WORK REQUIRED >> Rewrite every line of the listing below, requests included, and scale each x and y coordinate in the answers by 2.15, rounding to whole numbers with halves rounded up. Leave the pictures out of your version.

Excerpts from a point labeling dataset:
[start]

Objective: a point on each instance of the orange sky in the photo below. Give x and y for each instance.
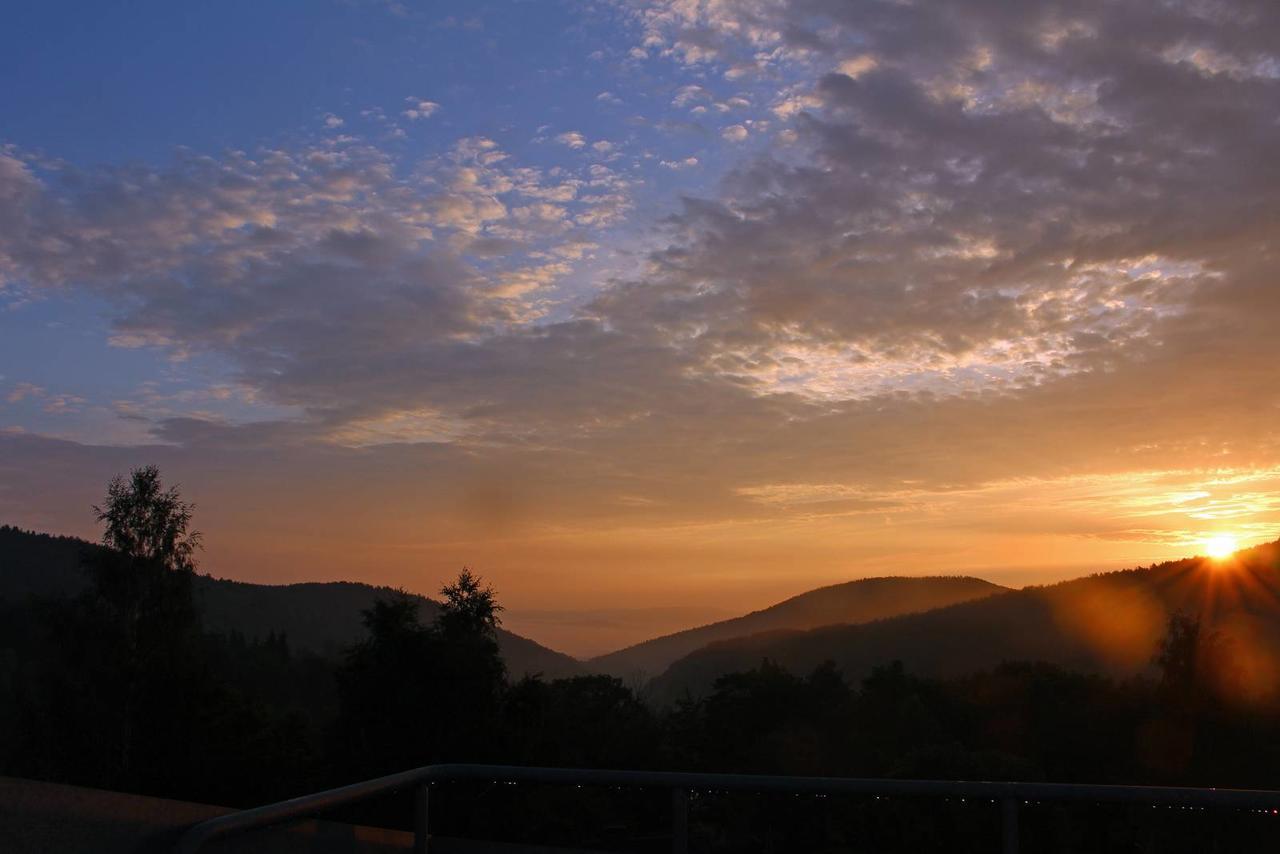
(675, 318)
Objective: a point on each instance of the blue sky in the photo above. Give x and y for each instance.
(707, 301)
(133, 85)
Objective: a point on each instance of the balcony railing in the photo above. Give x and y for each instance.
(1010, 795)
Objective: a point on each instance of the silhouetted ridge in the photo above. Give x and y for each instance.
(1107, 624)
(321, 617)
(840, 603)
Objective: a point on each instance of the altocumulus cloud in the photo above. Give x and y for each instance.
(996, 229)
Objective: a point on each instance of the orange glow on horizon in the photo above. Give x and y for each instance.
(1221, 546)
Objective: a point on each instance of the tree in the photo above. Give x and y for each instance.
(1196, 665)
(412, 694)
(145, 521)
(128, 679)
(469, 608)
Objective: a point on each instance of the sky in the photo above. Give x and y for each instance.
(650, 311)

[end]

THE RESULT >>
Objective: a point on each instance of the orange sky in the photo below. Give x and y for each instance.
(1451, 684)
Objective: a point on each instance of the blue sky in the photo above. Give x and y for each instance.
(1520, 647)
(286, 183)
Objective: a point on each instance of the balcony railing in the photo above. Give x and y for each instance.
(2172, 1709)
Objective: a point on each instance of the silhouetted ridge in the photo above. Give x and y for each instance.
(2380, 1342)
(690, 1327)
(1806, 1296)
Objective: a point on each instance of the altocumulus cloud in the photo above. Give x and y for each instance.
(2141, 492)
Objective: a point on each instance of the orange glow on horizon in the photo above. Give x and y for each instance.
(2625, 1174)
Objective: a point on each instance of the tree in the photo above. Give x and y for each instance.
(2571, 1430)
(886, 1492)
(312, 1120)
(275, 1460)
(1008, 1307)
Objective: a point on each instance of the sky in the photo above. Give x and y for each instance.
(1398, 669)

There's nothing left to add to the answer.